» **YOUR GOAL**: Can you give the records again from the line containing "on the gravel" through the end of the records, with "gravel path" changed to "dirt track" and nothing else altered?

» **RECORDS SUPPLIED**:
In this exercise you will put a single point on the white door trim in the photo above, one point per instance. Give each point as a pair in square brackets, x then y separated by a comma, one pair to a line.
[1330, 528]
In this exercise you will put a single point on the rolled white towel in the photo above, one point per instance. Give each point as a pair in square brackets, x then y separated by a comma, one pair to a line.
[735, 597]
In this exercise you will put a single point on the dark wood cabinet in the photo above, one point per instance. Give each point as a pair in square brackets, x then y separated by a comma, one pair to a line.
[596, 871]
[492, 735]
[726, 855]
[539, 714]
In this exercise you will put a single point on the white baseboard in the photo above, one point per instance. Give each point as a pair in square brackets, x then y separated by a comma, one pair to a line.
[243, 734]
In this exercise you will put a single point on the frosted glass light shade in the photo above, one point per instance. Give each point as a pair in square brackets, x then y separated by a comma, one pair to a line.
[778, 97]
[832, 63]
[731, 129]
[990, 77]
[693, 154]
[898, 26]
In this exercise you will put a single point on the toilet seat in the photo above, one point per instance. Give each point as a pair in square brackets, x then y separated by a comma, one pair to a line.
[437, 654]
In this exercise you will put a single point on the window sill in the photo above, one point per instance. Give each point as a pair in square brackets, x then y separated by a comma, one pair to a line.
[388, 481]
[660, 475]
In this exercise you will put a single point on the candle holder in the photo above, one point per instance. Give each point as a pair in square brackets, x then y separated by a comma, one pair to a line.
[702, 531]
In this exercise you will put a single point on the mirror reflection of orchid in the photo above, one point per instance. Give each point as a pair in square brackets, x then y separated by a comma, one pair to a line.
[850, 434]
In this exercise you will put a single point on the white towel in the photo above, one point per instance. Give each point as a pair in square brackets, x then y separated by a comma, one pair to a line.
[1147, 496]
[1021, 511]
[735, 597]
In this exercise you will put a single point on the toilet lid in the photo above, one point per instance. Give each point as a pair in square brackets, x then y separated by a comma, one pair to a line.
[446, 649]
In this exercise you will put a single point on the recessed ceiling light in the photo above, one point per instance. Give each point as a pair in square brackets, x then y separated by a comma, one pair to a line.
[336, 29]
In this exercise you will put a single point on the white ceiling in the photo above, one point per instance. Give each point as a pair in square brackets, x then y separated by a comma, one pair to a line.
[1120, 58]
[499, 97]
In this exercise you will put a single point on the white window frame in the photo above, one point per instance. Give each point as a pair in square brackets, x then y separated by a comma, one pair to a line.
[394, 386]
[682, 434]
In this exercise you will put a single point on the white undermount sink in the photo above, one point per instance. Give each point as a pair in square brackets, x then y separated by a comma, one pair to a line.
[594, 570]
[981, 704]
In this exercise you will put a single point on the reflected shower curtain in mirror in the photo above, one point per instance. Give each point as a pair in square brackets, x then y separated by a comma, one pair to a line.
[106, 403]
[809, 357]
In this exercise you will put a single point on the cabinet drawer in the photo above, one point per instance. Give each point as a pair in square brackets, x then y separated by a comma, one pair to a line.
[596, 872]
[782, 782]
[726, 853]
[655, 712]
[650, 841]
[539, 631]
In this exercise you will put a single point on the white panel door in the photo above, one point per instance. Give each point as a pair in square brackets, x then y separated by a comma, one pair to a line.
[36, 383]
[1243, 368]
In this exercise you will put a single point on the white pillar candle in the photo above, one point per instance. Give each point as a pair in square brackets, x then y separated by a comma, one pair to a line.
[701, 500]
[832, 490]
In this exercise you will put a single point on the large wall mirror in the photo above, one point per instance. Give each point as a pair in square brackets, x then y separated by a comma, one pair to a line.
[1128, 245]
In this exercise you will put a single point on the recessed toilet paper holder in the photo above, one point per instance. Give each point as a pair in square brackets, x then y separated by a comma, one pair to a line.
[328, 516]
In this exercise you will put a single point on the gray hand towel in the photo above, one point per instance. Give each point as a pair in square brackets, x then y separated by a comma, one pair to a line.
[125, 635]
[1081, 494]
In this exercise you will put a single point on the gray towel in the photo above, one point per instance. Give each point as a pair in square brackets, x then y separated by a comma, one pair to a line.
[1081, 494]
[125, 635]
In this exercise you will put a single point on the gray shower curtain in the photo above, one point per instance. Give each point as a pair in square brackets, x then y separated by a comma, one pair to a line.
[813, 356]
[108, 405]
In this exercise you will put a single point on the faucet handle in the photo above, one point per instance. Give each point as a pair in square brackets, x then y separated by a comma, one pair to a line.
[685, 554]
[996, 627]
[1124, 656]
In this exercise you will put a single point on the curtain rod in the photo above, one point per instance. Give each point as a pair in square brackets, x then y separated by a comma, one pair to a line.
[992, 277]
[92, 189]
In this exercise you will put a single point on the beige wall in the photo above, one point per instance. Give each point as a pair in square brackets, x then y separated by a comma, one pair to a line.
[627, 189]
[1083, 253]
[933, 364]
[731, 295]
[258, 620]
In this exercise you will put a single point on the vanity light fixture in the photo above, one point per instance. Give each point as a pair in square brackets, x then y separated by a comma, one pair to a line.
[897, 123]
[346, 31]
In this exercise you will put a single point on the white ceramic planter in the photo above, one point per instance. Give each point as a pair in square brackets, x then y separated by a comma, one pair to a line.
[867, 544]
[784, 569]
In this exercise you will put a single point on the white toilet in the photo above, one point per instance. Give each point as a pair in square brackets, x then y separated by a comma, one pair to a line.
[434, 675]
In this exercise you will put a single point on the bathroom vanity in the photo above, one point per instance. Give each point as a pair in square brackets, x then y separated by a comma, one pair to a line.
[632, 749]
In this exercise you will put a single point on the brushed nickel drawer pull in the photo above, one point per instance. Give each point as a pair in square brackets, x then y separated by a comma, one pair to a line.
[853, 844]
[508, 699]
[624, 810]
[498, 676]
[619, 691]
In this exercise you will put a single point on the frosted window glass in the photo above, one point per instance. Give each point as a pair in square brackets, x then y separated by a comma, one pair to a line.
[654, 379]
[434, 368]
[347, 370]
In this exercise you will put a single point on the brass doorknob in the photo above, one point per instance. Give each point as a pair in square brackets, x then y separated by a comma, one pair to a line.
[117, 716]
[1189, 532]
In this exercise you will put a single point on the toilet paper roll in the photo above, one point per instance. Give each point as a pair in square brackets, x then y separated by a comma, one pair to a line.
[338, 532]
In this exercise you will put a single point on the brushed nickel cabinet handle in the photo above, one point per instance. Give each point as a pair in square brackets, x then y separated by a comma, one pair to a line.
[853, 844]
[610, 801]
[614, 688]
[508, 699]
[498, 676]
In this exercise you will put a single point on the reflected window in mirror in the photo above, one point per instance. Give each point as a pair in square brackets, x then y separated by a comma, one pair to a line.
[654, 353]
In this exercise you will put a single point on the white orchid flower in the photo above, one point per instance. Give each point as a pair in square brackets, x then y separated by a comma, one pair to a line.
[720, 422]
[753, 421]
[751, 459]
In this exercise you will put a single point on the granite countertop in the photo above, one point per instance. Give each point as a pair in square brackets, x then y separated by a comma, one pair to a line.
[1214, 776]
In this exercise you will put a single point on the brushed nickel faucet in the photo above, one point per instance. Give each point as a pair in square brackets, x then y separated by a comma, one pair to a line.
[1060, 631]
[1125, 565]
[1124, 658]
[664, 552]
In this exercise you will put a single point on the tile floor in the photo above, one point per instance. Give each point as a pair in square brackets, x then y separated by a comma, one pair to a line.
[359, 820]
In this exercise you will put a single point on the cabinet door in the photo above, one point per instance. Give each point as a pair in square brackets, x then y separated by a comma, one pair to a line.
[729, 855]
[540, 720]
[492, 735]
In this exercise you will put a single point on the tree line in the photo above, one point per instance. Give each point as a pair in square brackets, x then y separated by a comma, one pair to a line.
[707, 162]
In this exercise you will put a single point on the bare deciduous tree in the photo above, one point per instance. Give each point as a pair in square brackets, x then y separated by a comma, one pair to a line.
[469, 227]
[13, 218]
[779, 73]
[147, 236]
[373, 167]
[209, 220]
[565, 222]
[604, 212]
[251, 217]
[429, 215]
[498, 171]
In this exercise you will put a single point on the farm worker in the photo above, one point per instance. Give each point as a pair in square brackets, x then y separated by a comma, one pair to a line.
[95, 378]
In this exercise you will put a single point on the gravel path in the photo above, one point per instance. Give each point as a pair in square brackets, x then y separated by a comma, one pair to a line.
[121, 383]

» **ANSWER**:
In this exercise you will put a single point on the dirt track in the photo above, one point per instance. Give each point as a pair in square brackets, x then y separated by a comma, one pair to a line.
[121, 383]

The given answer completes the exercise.